Given passage:
Alfresco Process Services

Configure multi-schema, multi-tenancy

It is possible to run Process Services in “multi-schema multi-tenancy” mode (MS-MT). This is a multi-tenant setup where every tenant has its own database schema. This means that the data of one tenant is completely separated from the data of other tenants.

This is an alternative to the “regular” multi-tenant mode, where the data of all tenants is stored in the same database schema and the data gets a “tenant tag” to identity which tenant the data belongs to. The following diagram shows this setup:

msmt-regular-mt

The main benefit of this setup is the ease of setup and configuration: there is no difference with setting up a single-tenant or multi-tenant. Each request can be handled by any node and the loadbalancer simply can route using simple routing algorithms.

The downside of this setup is clearly that the database can become the bottleneck if it has to hold all the data of all tenants and there is no “physical separation” of the tenant data.

The MS-MT setup looks as follows:

msmt-overview1

The most important benefit of this approach is that the data of each tenant is completely separated from the data of other tenants. Since only data of one tenant is stored in the database schema, queries will generally be more performant.

The downside of this approach is immediately visible in this diagram: each node needs to have a connection pool to the database schema of the tenant. With many tenants, this can mean quite a bit of “housekeeping” that will need to be performed compared to the previous approach (which can be negative for performance). Note that there is a “master database” or “primary database” in this diagram. This database stores the configurations of the tenant data sources and the mapping between user and tenant.

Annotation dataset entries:

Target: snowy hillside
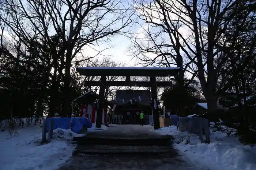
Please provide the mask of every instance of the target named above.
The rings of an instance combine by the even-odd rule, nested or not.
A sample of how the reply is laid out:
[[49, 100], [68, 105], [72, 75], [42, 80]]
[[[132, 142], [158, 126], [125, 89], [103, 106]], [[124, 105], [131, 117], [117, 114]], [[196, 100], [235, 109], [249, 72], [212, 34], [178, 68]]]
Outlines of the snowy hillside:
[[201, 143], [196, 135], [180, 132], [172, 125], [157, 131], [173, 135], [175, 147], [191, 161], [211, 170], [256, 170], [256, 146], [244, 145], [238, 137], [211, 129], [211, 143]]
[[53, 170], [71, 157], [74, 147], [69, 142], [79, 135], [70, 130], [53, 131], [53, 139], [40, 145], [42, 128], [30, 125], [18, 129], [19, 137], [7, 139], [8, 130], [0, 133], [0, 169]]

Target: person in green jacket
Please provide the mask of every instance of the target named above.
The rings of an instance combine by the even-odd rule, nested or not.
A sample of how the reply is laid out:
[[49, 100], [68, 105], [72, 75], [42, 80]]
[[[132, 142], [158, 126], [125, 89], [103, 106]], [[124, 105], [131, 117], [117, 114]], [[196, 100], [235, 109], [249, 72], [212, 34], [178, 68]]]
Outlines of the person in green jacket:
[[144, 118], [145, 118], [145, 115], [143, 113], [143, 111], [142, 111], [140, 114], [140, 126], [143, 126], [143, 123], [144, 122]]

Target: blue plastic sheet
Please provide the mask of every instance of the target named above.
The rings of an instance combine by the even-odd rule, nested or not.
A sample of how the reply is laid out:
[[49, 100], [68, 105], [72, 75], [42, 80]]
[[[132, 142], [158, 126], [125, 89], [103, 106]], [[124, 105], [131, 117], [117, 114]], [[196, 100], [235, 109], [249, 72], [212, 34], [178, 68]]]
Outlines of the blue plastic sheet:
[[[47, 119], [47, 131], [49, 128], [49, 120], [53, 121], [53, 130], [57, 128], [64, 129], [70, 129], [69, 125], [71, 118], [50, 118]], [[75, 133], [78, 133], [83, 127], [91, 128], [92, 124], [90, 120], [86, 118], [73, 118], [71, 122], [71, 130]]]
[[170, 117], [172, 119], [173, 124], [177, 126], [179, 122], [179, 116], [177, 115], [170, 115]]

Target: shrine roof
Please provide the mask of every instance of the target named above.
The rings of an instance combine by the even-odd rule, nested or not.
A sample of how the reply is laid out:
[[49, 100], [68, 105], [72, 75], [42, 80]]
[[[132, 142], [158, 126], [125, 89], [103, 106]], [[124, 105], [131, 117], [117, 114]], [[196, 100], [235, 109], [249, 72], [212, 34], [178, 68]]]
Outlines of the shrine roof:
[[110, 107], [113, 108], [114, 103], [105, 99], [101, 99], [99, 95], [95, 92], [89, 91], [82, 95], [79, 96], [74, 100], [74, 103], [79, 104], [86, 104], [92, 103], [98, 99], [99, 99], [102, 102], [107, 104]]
==
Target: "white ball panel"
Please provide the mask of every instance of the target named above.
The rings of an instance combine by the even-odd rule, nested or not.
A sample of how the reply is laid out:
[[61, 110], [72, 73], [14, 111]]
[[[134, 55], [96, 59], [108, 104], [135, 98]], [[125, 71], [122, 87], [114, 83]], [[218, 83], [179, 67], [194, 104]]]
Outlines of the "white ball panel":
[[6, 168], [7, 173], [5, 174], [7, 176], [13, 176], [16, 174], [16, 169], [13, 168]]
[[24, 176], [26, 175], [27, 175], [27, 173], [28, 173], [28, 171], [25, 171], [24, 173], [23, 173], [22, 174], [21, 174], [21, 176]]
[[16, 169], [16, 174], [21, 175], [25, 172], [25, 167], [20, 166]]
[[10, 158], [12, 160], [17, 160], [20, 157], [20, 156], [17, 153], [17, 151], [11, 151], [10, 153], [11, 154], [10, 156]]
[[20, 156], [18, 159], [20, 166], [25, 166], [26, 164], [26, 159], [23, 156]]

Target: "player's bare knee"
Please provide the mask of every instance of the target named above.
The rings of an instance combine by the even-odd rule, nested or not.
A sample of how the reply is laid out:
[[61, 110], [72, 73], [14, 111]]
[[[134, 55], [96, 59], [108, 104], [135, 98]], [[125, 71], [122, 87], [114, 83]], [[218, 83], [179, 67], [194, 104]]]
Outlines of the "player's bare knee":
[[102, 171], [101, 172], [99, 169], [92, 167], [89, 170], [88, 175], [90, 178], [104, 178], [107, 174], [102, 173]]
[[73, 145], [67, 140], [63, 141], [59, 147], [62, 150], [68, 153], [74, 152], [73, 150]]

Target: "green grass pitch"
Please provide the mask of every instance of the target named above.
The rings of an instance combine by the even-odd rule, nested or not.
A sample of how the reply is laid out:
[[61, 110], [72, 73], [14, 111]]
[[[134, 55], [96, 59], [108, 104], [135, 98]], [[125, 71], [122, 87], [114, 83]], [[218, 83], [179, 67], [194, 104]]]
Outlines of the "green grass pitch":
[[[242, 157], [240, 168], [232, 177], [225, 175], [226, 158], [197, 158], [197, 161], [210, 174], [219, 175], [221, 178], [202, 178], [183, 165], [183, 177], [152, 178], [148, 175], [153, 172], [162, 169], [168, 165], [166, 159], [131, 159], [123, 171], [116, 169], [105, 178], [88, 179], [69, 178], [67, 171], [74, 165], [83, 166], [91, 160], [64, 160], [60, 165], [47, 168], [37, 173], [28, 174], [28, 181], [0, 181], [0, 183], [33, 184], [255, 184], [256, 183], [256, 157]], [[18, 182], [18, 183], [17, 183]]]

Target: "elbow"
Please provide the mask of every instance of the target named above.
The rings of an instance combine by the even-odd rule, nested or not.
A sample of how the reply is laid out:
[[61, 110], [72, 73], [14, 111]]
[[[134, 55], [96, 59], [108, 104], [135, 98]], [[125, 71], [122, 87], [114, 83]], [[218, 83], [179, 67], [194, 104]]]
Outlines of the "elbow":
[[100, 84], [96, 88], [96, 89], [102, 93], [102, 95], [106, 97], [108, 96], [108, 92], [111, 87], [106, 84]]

Exercise goal: Reproduce the whole Alfresco Process Services multi-schema, multi-tenancy text word for word.

Final answer:
Alfresco Process Services

Configure multi-schema, multi-tenancy

It is possible to run Process Services in “multi-schema multi-tenancy” mode (MS-MT). This is a multi-tenant setup where every tenant has its own database schema. This means that the data of one tenant is completely separated from the data of other tenants.

This is an alternative to the “regular” multi-tenant mode, where the data of all tenants is stored in the same database schema and the data gets a “tenant tag” to identity which tenant the data belongs to. The following diagram shows this setup:

msmt-regular-mt

The main benefit of this setup is the ease of setup and configuration: there is no difference with setting up a single-tenant or multi-tenant. Each request can be handled by any node and the loadbalancer simply can route using simple routing algorithms.

The downside of this setup is clearly that the database can become the bottleneck if it has to hold all the data of all tenants and there is no “physical separation” of the tenant data.

The MS-MT setup looks as follows:

msmt-overview1

The most important benefit of this approach is that the data of each tenant is completely separated from the data of other tenants. Since only data of one tenant is stored in the database schema, queries will generally be more performant.

The downside of this approach is immediately visible in this diagram: each node needs to have a connection pool to the database schema of the tenant. With many tenants, this can mean quite a bit of “housekeeping” that will need to be performed compared to the previous approach (which can be negative for performance). Note that there is a “master database” or “primary database” in this diagram. This database stores the configurations of the tenant data sources and the mapping between user and tenant.